Instruction -> Could you copy the lines from the one containing "Spot-check the picture below" up to and including the one containing "Spot-check the picture above", keeping them unchanged?

Records from a collection
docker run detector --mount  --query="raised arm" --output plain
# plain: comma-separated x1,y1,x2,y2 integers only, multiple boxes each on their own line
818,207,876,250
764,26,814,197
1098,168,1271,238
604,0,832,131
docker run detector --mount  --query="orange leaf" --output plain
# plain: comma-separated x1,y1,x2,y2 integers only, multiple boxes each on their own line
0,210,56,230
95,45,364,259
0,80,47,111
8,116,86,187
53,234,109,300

--

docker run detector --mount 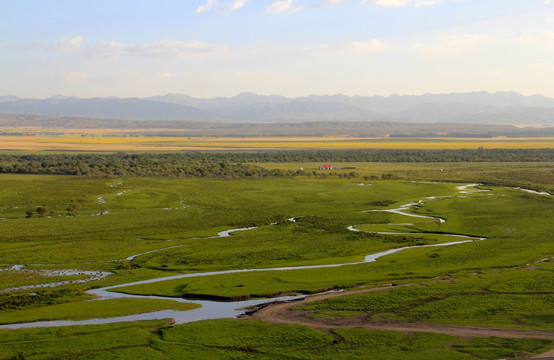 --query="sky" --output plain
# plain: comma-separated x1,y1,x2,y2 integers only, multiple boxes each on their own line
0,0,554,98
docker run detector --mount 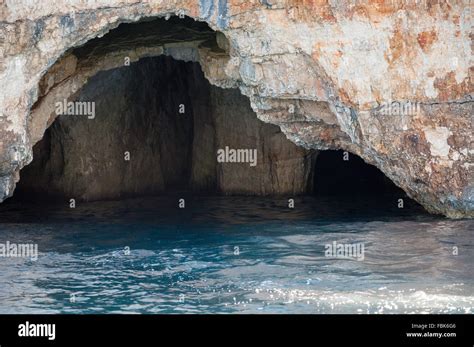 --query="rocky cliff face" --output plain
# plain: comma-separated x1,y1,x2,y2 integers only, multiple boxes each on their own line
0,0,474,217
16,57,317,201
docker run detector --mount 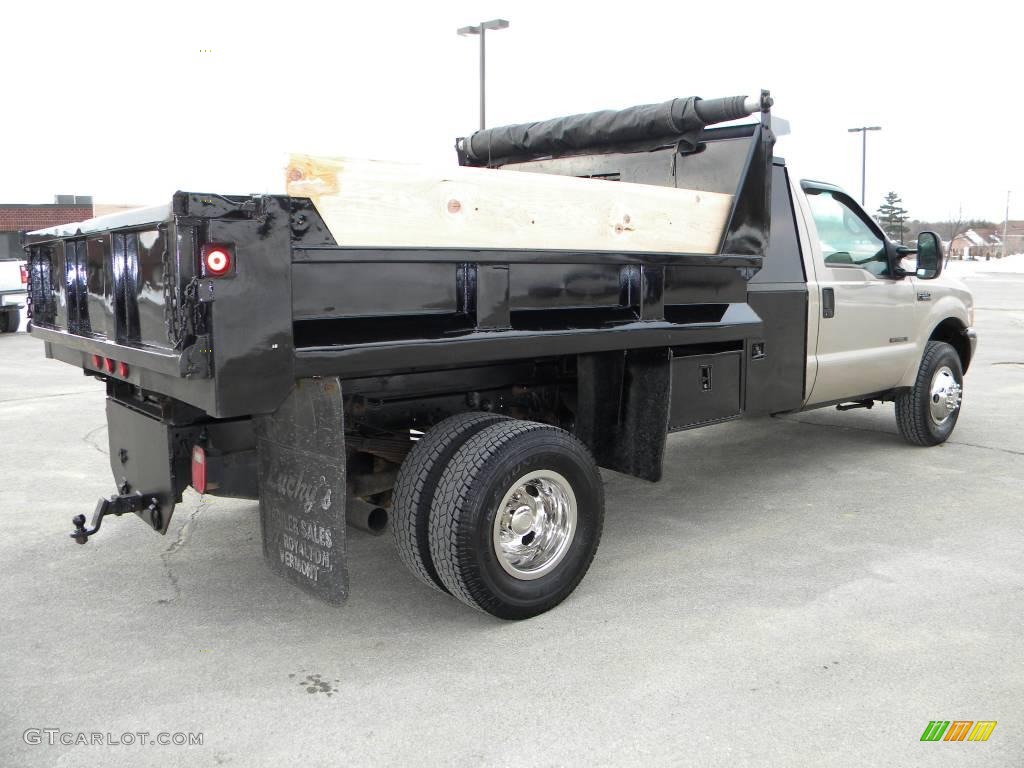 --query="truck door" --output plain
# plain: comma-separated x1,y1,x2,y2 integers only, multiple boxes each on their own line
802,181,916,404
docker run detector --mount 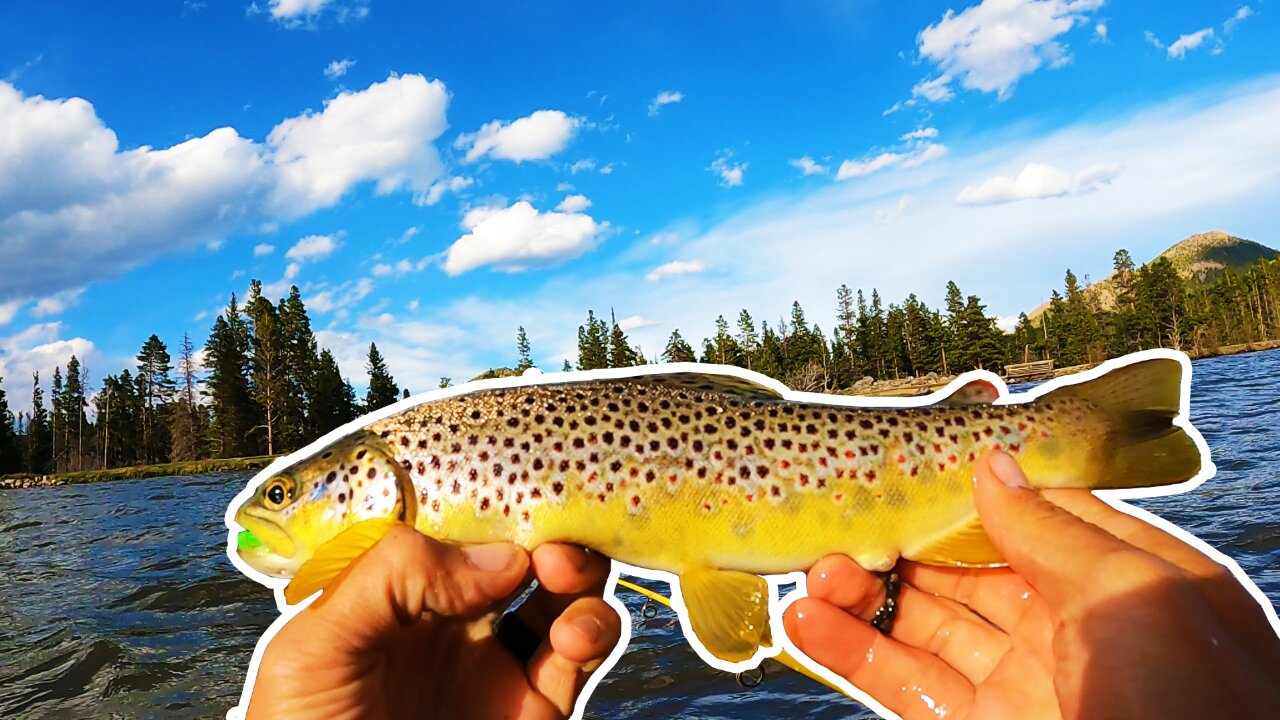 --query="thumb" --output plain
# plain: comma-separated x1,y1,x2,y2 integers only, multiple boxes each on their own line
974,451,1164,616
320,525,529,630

...

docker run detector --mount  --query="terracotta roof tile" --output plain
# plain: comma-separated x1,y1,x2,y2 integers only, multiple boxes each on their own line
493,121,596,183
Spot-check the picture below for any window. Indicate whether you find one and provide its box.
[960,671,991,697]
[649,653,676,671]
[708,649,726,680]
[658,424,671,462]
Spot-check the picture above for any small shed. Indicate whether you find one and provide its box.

Result ->
Spot-check the picture below for any window. Indicate whether you find one and provide its box.
[960,671,991,697]
[649,653,676,671]
[708,649,726,680]
[658,424,671,462]
Spot-check the picture above for any small shed. Indicate whether you find one and provide its box.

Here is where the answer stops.